CONSIGNE: Dites si chaque affirmation s’accorde avec le bloc de texte, en répondant par oui ou par non et en citant mot pour mot le passage décisif du bloc de texte. (a) La personne qui répond a perdu un enfant. (b) D’après la personne qui répond, une pierre et une perle lâchées d’un avion s’écrasent au sol en même temps. (c) Pour la personne qui répond, la pureté d’âme d’un enfant relève d’un truc sentimental.

BLOC DE TEXTE:
· · · · · · ·

As-tu vécu une perte insupportable, comme le personnage de Jack Nicholson dans le film ?
Je n’ai pas perdu d’enfant, et je suis incapable d’imaginer une perte aussi insupportable. Si vous faites tomber une pierre et une perle d’un avion, elles vont s’écraser au sol en même temps que l’une soit plus lourde que l’autre n’y change rien : c’est une loi physique. Par contre, l’âme corrompue de l’adulte va se fracasser plus tôt et plus violemment que l’âme d’un enfant ça échappe aux lois de la physique. Car pour moi, cette corruption émotionnelle est un fardeau étranger à notre nature contrairement à la pierre et à la perle, qui font partie de la nature. La pureté d’âme d’un enfant est plus importante : je ne pense pas que ce soit un truc sentimental, mais une loi spirituelle.
Quand se fait le passage de l’innocence à la corruption ?

· · · · · · ·

EXTRAIT SOURCE:
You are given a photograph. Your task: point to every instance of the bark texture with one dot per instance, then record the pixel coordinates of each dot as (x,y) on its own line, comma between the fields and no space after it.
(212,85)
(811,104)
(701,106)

· · · · · · ·

RÉPONSE ATTENDUE:
(a) Non : « Je n’ai pas perdu d’enfant ».
(b) Oui : « elles vont s’écraser au sol en même temps ».
(c) Non : « je ne pense pas que ce soit un truc sentimental, mais une loi spirituelle ».